Image: Richard Juilliart/AFP/Getty Images

The first batch of an experimental Ebola vaccine is heading to Liberia and is expected to arrive Friday.

The shipment of 300 vials, produced by British drug maker GlaxoSmithKline (GSK) and the U.S. National Institutes of Health, is the first potentially preventative medicine to reach the country.

GSK hopes to immunise the first volunteer within the next few weeks. Healthcare workers tending Ebola patients will be among the first to receive it, and researchers hope to enroll up to 30,000 people, about a third of whom would receive the vaccine, the Guardian reports.

It’s being tested in trials involving 200 healthy volunteers in Britain, the U.S., Mali and Switzerland first and has been declared safe so far. However, it won’t be taken out of the development stage for mass immunisation until the World Health Organization and other regulators decide it’s both safe and effective. The real test will come when it’s used in affected countries.

Some experts have said that the fact Ebola cases are falling will make it difficult to establish whether the jab offers any protection.

“Because case numbers are starting to come down it will become harder and harder to show if the vaccine is having any impact,” Prof Jonathan Ball from Nottingham University said.

GSK’s chief executive, Sir Andrew Witty, told the BBC they had “delayed two other vaccine development programmes to free up the space to do this work.”

The World Health Organisation has reported over 8,000 deaths from the virus.

The latest WHO #Ebola situation report is available here http://t.co/QldaARcg3j pic.twitter.com/UC1rTfDdNl

— WHO (@WHO) January 22, 2015

Other vaccines, from Merck, as well as Zmapp, are also in development.

§ Data records:
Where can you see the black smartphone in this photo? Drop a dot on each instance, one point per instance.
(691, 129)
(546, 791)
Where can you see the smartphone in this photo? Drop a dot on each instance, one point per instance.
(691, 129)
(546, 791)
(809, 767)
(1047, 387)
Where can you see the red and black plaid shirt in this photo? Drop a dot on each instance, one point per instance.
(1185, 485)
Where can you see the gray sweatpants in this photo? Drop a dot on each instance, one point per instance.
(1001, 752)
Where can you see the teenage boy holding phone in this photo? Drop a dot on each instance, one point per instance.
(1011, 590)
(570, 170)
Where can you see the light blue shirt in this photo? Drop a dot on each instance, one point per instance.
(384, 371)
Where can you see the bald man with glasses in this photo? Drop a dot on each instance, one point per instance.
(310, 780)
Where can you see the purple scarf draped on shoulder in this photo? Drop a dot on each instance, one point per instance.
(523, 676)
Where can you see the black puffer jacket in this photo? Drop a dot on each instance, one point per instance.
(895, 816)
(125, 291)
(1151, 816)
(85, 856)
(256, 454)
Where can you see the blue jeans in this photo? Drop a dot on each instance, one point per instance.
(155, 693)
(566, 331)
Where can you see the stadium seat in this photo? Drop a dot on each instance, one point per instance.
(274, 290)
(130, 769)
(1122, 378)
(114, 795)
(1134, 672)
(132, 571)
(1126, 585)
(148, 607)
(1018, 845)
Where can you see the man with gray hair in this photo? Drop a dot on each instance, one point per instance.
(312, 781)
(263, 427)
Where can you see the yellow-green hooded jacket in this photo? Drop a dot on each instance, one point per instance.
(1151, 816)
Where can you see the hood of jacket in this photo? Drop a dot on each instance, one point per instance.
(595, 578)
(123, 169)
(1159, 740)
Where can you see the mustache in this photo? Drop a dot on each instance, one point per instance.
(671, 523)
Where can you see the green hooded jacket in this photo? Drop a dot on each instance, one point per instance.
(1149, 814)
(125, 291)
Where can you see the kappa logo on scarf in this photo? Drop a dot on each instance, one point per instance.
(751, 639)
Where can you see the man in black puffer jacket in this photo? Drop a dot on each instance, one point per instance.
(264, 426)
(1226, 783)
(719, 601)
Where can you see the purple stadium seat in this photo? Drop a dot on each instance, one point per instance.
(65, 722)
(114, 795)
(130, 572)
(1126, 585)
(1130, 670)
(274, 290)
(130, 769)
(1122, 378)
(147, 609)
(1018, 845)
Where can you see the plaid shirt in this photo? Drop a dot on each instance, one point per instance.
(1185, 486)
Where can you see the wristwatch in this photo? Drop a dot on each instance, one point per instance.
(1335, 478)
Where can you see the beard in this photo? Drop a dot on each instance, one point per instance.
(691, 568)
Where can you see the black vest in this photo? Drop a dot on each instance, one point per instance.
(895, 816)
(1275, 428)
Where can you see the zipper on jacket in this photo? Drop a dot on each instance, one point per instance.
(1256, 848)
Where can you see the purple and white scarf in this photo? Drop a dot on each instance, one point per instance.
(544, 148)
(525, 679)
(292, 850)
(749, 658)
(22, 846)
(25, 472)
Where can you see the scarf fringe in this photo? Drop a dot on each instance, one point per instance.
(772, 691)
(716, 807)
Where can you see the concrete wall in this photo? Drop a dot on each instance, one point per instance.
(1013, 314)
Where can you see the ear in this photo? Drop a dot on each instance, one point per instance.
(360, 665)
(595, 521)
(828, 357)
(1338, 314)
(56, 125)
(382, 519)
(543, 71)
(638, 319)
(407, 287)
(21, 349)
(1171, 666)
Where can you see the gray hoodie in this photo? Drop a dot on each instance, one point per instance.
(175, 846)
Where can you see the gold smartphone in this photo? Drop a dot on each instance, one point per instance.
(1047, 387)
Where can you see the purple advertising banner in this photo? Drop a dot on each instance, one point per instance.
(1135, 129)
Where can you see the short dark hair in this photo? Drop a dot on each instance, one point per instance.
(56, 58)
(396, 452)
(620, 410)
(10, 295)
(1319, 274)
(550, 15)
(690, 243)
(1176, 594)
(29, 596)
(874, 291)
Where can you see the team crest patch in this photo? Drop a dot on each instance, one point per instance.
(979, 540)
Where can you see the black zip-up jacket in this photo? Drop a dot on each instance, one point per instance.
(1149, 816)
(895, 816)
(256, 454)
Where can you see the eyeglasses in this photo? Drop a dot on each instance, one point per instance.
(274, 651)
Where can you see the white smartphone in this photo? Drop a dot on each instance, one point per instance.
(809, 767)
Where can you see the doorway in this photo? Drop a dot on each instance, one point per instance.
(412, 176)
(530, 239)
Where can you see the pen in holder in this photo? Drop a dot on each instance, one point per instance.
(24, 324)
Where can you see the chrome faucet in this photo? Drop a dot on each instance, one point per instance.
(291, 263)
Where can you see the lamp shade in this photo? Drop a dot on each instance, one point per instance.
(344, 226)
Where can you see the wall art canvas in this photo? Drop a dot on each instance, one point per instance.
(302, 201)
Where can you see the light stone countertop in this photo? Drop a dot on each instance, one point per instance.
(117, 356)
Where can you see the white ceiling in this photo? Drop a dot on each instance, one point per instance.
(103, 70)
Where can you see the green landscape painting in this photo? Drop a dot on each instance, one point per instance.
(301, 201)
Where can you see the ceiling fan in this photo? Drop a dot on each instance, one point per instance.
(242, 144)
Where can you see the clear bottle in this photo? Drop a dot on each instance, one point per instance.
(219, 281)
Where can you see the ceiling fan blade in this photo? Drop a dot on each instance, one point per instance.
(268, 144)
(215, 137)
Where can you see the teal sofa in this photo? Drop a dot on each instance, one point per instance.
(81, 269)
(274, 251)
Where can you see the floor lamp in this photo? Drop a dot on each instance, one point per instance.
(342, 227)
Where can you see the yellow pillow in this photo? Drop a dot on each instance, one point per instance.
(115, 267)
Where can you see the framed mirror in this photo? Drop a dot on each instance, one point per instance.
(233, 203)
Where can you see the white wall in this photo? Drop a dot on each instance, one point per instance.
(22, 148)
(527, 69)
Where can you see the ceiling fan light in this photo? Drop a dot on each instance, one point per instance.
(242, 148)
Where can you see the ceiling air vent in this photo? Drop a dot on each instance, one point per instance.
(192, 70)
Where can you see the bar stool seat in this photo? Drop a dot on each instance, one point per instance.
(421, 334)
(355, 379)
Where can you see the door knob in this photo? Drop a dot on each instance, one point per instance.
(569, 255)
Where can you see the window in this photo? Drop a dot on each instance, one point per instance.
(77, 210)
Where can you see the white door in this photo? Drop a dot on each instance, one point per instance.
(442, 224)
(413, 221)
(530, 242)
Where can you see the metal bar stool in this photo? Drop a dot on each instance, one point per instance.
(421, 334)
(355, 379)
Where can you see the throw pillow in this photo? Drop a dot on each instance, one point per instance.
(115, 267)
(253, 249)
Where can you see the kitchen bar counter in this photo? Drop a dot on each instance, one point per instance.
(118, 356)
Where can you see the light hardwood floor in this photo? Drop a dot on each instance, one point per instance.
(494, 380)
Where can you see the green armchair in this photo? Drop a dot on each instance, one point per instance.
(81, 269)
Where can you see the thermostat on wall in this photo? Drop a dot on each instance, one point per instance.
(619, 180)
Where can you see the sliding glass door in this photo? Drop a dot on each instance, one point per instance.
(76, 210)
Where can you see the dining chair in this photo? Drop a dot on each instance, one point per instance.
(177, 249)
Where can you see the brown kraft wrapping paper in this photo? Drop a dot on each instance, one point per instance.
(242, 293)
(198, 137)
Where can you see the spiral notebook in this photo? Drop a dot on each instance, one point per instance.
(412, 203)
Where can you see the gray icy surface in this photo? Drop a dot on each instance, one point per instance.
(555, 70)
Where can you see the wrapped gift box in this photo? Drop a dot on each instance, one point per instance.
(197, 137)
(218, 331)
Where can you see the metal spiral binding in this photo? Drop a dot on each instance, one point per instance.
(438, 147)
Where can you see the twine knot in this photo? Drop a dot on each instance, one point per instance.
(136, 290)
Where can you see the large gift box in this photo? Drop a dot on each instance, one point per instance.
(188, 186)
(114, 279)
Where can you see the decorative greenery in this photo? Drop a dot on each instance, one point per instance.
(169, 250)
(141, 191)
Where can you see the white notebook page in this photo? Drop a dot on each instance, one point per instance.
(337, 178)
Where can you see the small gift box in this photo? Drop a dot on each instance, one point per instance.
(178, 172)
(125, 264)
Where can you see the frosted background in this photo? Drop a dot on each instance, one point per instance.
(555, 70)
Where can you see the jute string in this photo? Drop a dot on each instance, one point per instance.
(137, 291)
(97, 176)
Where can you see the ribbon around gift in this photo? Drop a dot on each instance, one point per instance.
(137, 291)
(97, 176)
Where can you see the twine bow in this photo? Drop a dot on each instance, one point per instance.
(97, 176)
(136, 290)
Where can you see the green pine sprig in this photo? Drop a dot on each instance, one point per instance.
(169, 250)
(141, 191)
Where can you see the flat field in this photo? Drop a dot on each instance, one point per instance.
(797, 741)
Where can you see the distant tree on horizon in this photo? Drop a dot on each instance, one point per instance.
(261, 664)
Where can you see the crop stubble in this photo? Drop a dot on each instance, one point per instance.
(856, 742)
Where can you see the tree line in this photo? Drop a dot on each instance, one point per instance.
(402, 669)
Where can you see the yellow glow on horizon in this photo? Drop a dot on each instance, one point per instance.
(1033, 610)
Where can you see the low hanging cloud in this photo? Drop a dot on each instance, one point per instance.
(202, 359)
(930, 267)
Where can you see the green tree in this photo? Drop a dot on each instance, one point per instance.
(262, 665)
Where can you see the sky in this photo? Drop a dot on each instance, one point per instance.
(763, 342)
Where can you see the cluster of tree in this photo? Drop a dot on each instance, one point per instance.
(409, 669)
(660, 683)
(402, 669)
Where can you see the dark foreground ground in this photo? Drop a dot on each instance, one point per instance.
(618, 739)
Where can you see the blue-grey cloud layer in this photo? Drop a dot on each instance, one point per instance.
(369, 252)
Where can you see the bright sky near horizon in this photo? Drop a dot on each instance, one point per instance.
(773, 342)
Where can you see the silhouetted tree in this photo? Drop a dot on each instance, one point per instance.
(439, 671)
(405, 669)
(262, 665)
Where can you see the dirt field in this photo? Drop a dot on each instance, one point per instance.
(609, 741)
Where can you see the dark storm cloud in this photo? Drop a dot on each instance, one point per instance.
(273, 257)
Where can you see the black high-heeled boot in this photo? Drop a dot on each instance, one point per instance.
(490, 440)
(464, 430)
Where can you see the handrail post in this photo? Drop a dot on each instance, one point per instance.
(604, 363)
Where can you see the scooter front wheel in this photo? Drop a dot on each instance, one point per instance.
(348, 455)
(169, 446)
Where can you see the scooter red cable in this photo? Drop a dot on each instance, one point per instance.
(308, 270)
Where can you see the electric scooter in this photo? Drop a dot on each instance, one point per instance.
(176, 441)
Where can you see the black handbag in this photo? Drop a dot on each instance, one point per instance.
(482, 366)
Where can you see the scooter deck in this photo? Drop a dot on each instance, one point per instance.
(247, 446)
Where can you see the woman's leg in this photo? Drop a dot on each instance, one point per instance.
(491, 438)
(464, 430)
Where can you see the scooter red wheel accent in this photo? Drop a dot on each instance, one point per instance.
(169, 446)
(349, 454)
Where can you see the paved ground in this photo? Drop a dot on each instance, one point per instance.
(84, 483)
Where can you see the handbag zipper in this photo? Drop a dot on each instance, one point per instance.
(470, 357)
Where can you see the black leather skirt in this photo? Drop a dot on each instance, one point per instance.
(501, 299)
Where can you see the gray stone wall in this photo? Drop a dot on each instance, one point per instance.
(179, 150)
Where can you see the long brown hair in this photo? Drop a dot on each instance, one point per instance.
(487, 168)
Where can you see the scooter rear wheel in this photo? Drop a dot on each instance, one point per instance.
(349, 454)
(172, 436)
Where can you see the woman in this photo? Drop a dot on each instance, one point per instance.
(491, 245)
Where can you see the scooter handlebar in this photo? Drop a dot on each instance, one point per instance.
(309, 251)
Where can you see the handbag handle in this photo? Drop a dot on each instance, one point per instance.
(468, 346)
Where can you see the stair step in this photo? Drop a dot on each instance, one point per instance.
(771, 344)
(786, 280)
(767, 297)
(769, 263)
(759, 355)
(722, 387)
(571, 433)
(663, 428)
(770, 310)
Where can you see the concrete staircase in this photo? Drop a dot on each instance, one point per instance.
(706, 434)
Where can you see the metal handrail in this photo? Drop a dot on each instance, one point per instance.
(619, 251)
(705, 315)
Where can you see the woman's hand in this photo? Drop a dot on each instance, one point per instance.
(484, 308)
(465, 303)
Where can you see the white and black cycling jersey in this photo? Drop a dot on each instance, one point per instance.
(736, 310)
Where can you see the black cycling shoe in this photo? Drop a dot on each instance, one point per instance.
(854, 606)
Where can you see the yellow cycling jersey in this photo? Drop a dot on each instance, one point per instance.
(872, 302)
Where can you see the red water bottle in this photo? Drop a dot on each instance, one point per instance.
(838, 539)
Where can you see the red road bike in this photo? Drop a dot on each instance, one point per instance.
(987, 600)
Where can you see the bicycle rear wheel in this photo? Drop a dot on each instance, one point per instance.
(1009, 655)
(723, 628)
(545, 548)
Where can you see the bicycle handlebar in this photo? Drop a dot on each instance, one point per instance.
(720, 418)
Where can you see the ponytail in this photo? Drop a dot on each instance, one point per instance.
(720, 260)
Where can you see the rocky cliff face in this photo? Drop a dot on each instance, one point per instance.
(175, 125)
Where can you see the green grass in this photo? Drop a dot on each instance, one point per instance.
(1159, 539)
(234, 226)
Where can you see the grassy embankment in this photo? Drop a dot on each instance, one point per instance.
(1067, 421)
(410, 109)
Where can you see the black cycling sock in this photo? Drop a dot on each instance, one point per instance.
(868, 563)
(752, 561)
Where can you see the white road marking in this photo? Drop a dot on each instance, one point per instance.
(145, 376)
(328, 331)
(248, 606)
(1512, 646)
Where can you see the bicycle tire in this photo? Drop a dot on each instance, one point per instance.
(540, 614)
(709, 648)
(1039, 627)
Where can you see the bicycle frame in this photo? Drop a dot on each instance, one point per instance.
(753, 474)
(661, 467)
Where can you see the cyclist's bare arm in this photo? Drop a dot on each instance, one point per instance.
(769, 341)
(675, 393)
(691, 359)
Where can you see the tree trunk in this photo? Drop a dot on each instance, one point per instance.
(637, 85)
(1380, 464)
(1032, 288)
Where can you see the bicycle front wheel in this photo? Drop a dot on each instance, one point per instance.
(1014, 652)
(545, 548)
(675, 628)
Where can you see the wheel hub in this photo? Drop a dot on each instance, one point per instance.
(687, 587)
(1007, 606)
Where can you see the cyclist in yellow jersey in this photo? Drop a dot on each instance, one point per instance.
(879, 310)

§ Exercise aim: Quote the Ebola vaccine article word for word, starting with "Image: Richard Juilliart/AFP/Getty" and going on through "reach the country.". The material after the Ebola vaccine article is separate from it.

§ Task solution:
Image: Richard Juilliart/AFP/Getty Images

The first batch of an experimental Ebola vaccine is heading to Liberia and is expected to arrive Friday.

The shipment of 300 vials, produced by British drug maker GlaxoSmithKline (GSK) and the U.S. National Institutes of Health, is the first potentially preventative medicine to reach the country.